_WHAT IS BEING ASKED_
Would you count the lines in the entries below that contain "button"? Reply with the number only.

══ DATASET EXCERPTS

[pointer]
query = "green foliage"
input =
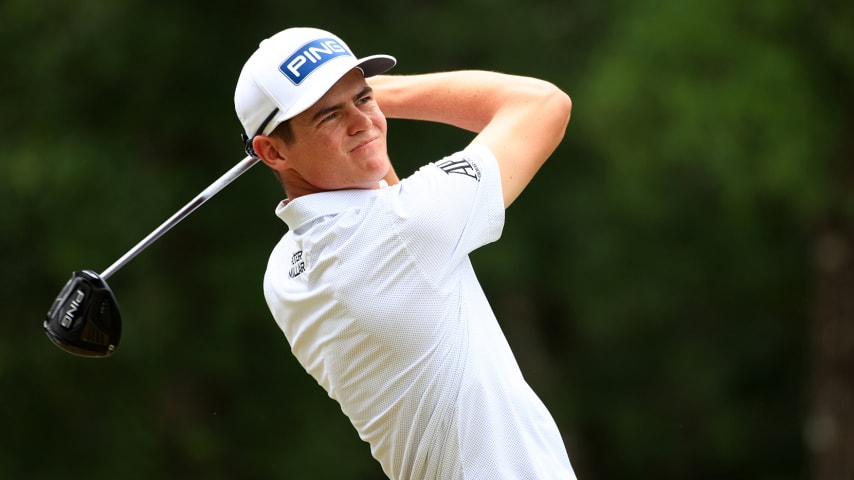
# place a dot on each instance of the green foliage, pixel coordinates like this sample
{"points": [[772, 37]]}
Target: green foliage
{"points": [[653, 280]]}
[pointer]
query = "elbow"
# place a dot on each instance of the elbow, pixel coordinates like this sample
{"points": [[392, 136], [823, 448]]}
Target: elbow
{"points": [[563, 106], [559, 107]]}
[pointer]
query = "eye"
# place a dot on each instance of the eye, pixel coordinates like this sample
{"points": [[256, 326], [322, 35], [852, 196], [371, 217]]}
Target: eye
{"points": [[329, 117]]}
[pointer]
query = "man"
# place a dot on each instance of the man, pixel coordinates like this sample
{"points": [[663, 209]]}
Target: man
{"points": [[372, 283]]}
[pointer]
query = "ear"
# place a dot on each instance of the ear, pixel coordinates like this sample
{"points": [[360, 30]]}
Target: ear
{"points": [[270, 150]]}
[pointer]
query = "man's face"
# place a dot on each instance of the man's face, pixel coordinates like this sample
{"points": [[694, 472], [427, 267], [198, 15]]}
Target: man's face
{"points": [[340, 142]]}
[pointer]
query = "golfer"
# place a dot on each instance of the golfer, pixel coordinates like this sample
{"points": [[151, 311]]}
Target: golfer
{"points": [[372, 283]]}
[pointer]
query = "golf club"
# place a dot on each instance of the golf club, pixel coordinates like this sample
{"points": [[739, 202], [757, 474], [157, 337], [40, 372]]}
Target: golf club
{"points": [[84, 319]]}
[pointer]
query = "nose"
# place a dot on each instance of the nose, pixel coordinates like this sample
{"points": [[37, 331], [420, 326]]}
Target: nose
{"points": [[359, 120]]}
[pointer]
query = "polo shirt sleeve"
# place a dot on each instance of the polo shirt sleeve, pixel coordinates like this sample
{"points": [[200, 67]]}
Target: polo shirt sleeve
{"points": [[449, 208]]}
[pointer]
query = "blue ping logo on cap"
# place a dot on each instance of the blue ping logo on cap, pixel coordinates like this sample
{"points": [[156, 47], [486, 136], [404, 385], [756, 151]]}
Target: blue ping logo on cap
{"points": [[310, 56]]}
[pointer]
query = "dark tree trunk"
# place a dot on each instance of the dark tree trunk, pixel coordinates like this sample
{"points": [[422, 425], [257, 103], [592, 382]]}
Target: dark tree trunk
{"points": [[830, 425]]}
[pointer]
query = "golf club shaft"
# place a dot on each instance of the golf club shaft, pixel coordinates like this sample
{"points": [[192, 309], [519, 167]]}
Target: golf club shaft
{"points": [[201, 198]]}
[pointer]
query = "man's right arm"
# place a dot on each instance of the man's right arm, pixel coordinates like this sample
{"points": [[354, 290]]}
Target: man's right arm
{"points": [[520, 119]]}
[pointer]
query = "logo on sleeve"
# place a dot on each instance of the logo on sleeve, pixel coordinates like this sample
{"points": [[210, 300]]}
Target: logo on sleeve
{"points": [[460, 167], [297, 264]]}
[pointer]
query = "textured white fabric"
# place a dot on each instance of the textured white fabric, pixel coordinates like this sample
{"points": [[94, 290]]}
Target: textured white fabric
{"points": [[376, 295]]}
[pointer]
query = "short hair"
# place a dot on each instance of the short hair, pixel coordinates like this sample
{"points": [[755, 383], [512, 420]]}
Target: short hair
{"points": [[284, 131]]}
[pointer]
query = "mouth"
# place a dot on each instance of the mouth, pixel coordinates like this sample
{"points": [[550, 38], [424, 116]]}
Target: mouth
{"points": [[364, 144]]}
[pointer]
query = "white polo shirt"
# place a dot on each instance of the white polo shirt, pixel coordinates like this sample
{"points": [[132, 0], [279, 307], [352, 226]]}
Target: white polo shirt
{"points": [[379, 302]]}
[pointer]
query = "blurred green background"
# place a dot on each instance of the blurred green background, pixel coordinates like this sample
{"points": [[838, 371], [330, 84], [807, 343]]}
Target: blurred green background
{"points": [[677, 282]]}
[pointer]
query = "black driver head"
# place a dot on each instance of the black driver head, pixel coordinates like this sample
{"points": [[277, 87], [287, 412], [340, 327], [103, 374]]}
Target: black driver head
{"points": [[84, 319]]}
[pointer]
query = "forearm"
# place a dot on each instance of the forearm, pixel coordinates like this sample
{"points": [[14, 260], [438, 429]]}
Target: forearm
{"points": [[520, 119], [466, 99]]}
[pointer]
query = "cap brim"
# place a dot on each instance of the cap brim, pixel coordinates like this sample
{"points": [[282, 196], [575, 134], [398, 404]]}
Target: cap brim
{"points": [[370, 66]]}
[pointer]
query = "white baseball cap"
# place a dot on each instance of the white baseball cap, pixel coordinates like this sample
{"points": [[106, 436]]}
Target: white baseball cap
{"points": [[289, 72]]}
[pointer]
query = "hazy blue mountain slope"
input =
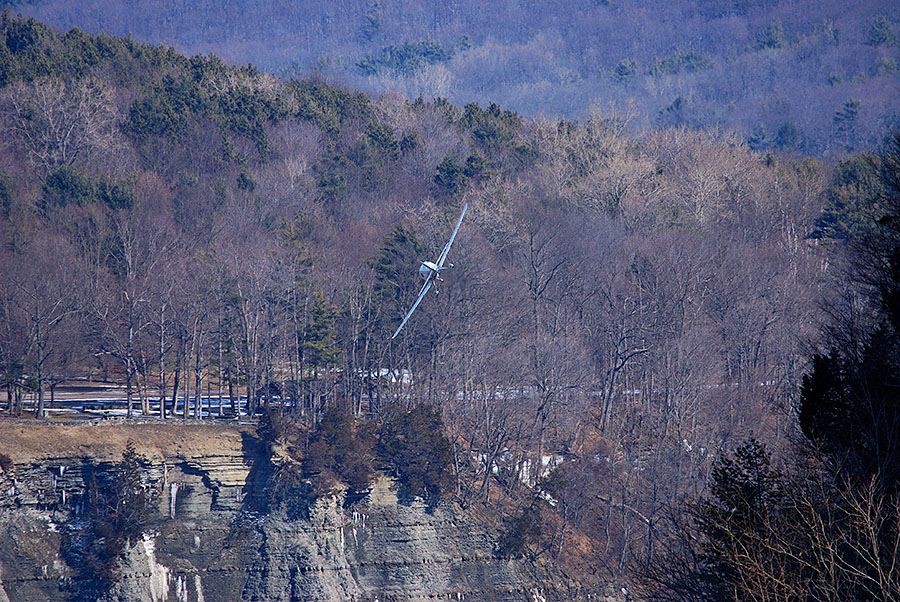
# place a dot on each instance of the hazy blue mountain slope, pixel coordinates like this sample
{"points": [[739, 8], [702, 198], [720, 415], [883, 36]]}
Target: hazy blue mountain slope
{"points": [[820, 77]]}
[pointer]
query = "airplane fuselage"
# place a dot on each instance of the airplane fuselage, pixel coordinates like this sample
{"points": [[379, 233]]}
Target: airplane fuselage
{"points": [[428, 268]]}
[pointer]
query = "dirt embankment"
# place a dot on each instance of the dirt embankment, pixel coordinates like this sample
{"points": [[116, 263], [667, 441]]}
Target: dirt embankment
{"points": [[26, 441]]}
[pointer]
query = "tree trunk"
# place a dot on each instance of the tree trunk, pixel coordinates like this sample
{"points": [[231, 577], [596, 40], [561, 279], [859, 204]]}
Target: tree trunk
{"points": [[175, 390]]}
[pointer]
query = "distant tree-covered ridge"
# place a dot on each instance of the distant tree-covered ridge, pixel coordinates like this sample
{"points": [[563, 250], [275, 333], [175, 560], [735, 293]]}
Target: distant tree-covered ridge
{"points": [[622, 306], [775, 71]]}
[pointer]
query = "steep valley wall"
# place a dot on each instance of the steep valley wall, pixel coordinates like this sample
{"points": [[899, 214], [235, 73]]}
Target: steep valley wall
{"points": [[215, 541]]}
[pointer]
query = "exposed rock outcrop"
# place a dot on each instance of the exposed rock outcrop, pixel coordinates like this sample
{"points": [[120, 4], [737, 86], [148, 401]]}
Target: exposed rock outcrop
{"points": [[212, 542]]}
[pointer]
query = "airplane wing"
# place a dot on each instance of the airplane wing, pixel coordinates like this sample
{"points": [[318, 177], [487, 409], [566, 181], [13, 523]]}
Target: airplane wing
{"points": [[440, 261], [422, 292]]}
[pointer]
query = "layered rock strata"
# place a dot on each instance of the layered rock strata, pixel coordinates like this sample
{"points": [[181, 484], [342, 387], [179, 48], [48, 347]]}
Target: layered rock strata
{"points": [[214, 540]]}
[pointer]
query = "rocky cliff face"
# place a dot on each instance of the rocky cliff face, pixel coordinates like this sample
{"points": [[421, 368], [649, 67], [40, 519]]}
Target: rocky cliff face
{"points": [[212, 542]]}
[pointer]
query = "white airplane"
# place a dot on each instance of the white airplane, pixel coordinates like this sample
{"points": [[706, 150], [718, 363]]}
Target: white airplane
{"points": [[431, 272]]}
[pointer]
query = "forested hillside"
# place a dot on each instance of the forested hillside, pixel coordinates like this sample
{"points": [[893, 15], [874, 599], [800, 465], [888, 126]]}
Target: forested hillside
{"points": [[814, 77], [627, 305]]}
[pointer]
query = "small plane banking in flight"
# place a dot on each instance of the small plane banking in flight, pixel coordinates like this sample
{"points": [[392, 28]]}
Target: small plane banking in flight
{"points": [[431, 271]]}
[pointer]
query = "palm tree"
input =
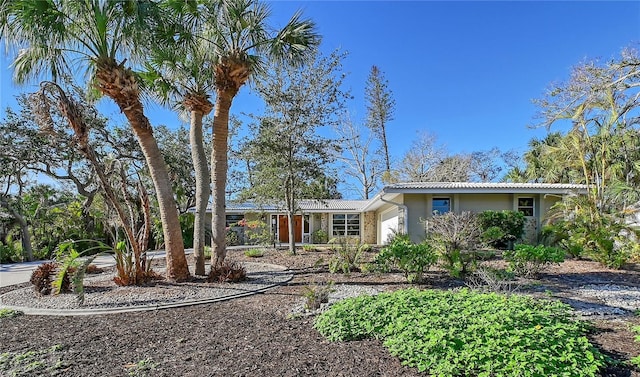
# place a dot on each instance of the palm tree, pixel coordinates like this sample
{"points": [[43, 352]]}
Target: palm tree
{"points": [[104, 36], [183, 75], [241, 41]]}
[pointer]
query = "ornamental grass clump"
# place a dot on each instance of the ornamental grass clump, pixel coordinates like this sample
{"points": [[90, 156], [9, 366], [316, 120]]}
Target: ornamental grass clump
{"points": [[468, 333]]}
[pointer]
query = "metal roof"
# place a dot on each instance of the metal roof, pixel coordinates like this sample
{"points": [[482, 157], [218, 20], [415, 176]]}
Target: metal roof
{"points": [[308, 206], [393, 190], [475, 186]]}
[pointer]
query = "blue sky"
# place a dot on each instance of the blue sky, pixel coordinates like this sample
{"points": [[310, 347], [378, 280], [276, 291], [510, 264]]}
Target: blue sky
{"points": [[464, 71]]}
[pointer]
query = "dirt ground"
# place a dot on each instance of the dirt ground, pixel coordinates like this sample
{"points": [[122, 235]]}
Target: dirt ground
{"points": [[258, 336]]}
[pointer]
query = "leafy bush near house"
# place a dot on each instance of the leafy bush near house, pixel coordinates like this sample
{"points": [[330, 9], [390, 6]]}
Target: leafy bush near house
{"points": [[347, 255], [319, 236], [467, 333], [231, 237], [636, 360], [11, 251], [529, 260], [412, 259], [455, 237], [501, 228], [604, 239]]}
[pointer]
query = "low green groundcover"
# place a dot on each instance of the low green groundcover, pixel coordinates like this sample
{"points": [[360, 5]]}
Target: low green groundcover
{"points": [[467, 333]]}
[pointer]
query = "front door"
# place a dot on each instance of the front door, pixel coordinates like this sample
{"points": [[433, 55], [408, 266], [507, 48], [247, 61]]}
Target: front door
{"points": [[283, 228]]}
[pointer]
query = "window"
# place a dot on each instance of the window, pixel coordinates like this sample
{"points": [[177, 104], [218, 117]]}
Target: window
{"points": [[346, 224], [440, 205], [525, 205], [232, 220]]}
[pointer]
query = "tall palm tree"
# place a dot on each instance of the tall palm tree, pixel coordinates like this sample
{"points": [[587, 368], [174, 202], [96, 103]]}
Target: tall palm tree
{"points": [[183, 77], [103, 36], [242, 41]]}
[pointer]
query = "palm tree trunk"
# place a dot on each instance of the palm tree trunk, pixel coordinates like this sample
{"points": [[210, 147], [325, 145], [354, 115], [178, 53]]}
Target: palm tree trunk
{"points": [[25, 238], [202, 189], [219, 167], [120, 85], [177, 268]]}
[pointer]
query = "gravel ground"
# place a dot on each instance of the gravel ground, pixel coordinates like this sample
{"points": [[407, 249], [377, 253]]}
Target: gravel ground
{"points": [[102, 293], [263, 335]]}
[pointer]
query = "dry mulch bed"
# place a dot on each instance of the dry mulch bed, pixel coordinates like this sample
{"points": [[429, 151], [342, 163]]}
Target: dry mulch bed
{"points": [[257, 336]]}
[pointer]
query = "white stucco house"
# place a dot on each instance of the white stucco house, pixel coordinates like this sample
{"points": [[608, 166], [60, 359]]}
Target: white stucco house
{"points": [[403, 206]]}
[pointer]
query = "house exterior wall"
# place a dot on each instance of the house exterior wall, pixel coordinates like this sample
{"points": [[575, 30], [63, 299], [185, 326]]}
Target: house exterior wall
{"points": [[477, 203], [369, 227], [418, 206], [387, 224]]}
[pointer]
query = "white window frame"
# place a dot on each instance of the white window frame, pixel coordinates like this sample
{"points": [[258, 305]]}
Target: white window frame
{"points": [[433, 210], [520, 208], [345, 226]]}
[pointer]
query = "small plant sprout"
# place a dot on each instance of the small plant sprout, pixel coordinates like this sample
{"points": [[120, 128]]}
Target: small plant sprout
{"points": [[254, 253], [317, 294]]}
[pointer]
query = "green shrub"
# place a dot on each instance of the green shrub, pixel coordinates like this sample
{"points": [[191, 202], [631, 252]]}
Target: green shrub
{"points": [[455, 237], [529, 260], [309, 248], [10, 252], [319, 236], [467, 333], [636, 360], [231, 238], [412, 259], [491, 279], [500, 229]]}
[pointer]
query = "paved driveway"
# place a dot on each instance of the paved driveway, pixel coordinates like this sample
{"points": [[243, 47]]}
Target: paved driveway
{"points": [[17, 273]]}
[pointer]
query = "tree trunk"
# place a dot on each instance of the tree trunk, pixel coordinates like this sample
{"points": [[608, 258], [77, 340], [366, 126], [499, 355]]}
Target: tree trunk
{"points": [[219, 167], [120, 84], [202, 189], [292, 235], [25, 238]]}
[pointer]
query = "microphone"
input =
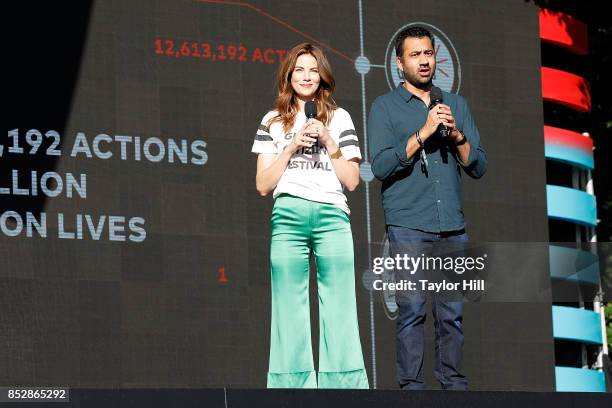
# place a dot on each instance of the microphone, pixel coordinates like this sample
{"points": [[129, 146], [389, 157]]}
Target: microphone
{"points": [[435, 97], [310, 109]]}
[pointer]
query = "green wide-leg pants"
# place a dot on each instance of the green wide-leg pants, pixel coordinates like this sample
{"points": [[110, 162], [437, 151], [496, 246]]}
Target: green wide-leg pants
{"points": [[299, 226]]}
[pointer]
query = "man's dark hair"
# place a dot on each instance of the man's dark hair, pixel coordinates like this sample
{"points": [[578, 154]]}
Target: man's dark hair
{"points": [[413, 32]]}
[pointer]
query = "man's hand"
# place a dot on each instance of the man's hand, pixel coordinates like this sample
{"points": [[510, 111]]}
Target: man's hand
{"points": [[440, 115]]}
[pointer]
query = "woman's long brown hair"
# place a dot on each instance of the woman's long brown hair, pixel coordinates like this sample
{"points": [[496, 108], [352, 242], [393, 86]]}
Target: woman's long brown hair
{"points": [[286, 103]]}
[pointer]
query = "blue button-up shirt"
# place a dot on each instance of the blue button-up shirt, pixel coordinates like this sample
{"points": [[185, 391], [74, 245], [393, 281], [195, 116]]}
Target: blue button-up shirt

════

_THE COMPLETED TASK_
3